ИСХОДНЫЙ ТЕКСТ:
Пример. Персональную выставку Фалька глядели втроём: Виктор Чудин – художник, Владимир Солянов и Глеб Карлсен – художники-реставраторы. Жалуется Чудин: – Смотреть не дают! – «А вот тут у Фалька осыпи красочного слоя – по сухому писал». – «А вот тут пожухания!» – «А вот тут не так смешивал краски, а со временем это сказалось изменением цветности. Добился чего хотел – и куда это всё теперь делось?»
Мне тоже удалось видеть Фалька в «Музее Востока» на выставке старейших советских художников, писавших Среднюю Азию. Живопись Фалька представлена была маслом и гуашью. Одноразовая гуашь осталась такой же цветной, какой и должна быть работа живописца, а масляные работы, долго писавшиеся, стали смотреться по сравнению с гуашью того же времени серыми, невзрачными.
Вот так рассуждаем о разнообразии видения картин и окружающего мира с Соляновым и Альбиной Симоновой – следующим главным хранителем Радищевского музея
– А возможно ли, несмотря на сюжет, узнать автора картины только по особенностям красочного слоя, на уровне красочного слоя?
– Теоретически это допустимо, – говорит Симонова.
– Возможно! – говорит Солянов.
Это теория! А вот практика – смотрят они три холста с разными сюжетами, и всегда лезет в глаза особенность «Женщины в синем платье» – самодеятельность! – Авторство Мусатова отторгают.
Было подобное отторжение Радищевским музеем подписной картины Айвазовского! Сказывается Айвазовским, а сюжет «Обоз чумаков» – лето в степи. А где же море, моря не видно. Пришлось вернуть картину – я отнёс, откуда брал. Хозяева прежде жили в достатке. Показали мне иконы, поздние, но в дорогих окладах, салфетками увязаны, – в сундуке лежат.
А через год в журнале «Советское искусство» репродукция Радищевским музеем отвергнутой картины и статья из ГТГ о вновь открытом, до того неизвестном периоде в творчестве Айвазовского. Значит, тогда мы недоглядели, не усмотрели?
А вот я на красочный слой насмотрелся, увидел руку одного автора на трёх холстах. Я увидел – а как другим показать?
А вот статья путеводная: зигзагообразный мазок, выявленный у Айвазовского на морских картинах, выявил его авторство на других, считавшихся подделками[5].
Исходные предпосылки.
Личность художника отпечатывается в каждом движении кисти – мазке. Мазок материален и насыщен разнообразием технических приёмов – варьируется плотность красочных слоёв и сила звучания цвета.
Мазки не могут быть небрежными и хаотичными, так как они подчинены воле художника. Манера наложения мазков характерная, индивидуальная для каждого художника. Художники работают техническими штампами, живописными приёмами, которые были найдены ими в самом начале творчества. Принципы осуществления манеры письма остаются неизменными для ранних и поздних произведений у каждого художника.
Простая чёрно-белая фотография, сделанная при косом свете, способна раскрыть главные характеристики мазка художника, его технику и индивидуальность.

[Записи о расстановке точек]
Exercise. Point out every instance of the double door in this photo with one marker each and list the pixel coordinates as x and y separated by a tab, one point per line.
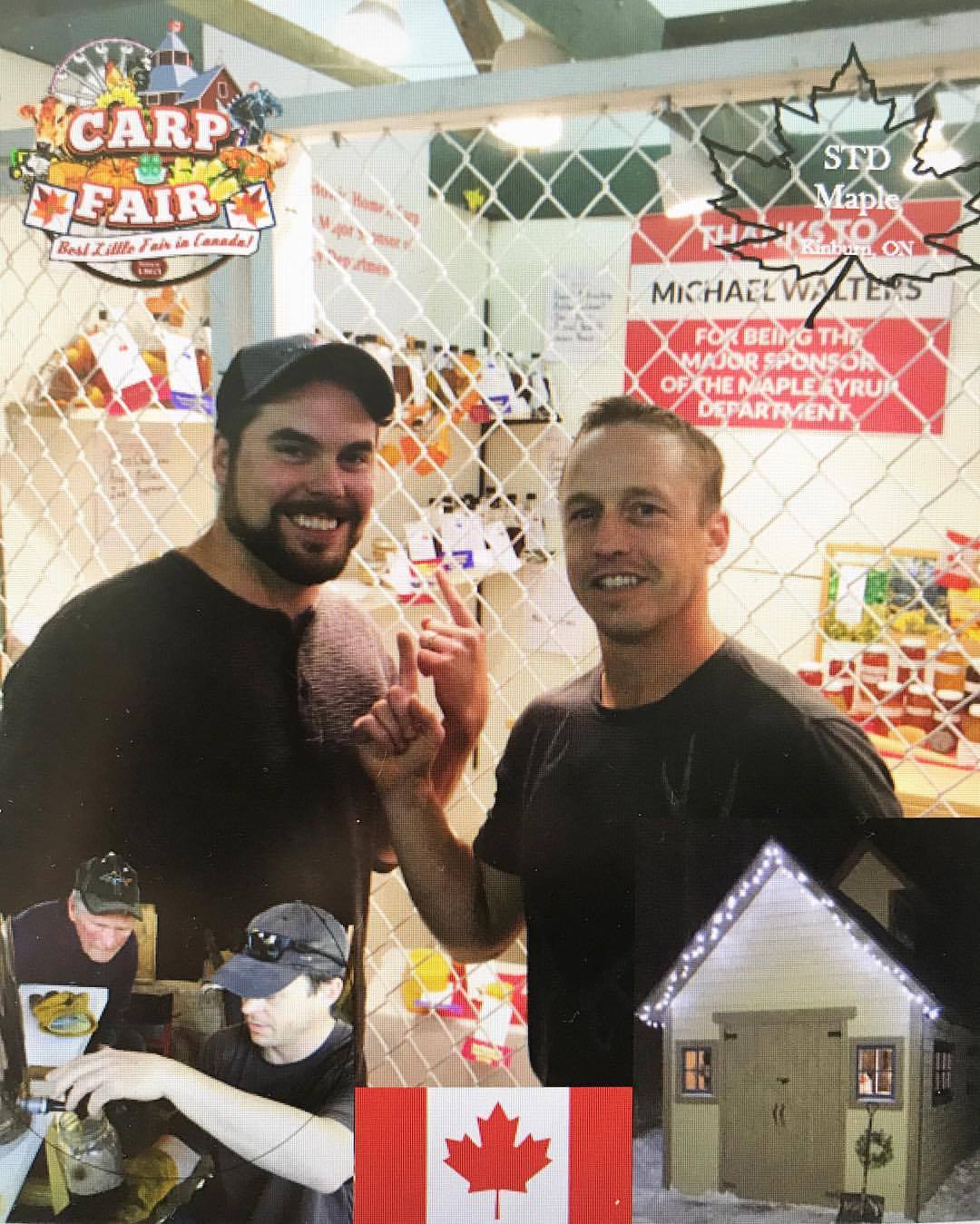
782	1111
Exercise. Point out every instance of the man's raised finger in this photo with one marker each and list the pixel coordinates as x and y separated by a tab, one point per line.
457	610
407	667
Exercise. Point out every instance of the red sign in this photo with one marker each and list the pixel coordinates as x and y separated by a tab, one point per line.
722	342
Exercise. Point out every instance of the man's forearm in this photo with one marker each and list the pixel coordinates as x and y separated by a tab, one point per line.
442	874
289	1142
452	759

ЧТО ТРЕБУЕТСЯ СДЕЛАТЬ: Продолжите текст о красочном слое картин, начав сразу после его последнего предложения. Записи не имеют отношения к тексту о красочном слое картин.

РЕЗУЛЬТАТ:
Практика Радищевского музея
Выявление почерковых особенностей трёх наших картин, приписываемых одному художнику, проведено фотографом Ефимкиным в 1911 году макросьёмкой живописной фактуры в косых лучах света с небольшим увеличением. Для фотографирования следа движения кисти – мазка – на трёх холстах, написанных бегло, местами пастозно, выбраны идентичные фрагменты первоначальной прописки, не перекрытые красочным слоем в ходе дальнейшей работы. Один и тот же участок фотографируется дважды – свет слева и свет сверху.
Составляющие мазок основополагающие движения кисти – слева направо, справа налево и сверху вниз. Контрастность и неожиданность сопоставления фактур идентичны на всех трёх картинах, первоначально приписываемых трём художникам. Сопоставление фрагментов структуры живописи – мазков красочного слоя трёх холстов, изображающих самые различные композиционные элементы, – приводит к выводу, что фотографии фиксируют однотипные движения кисти.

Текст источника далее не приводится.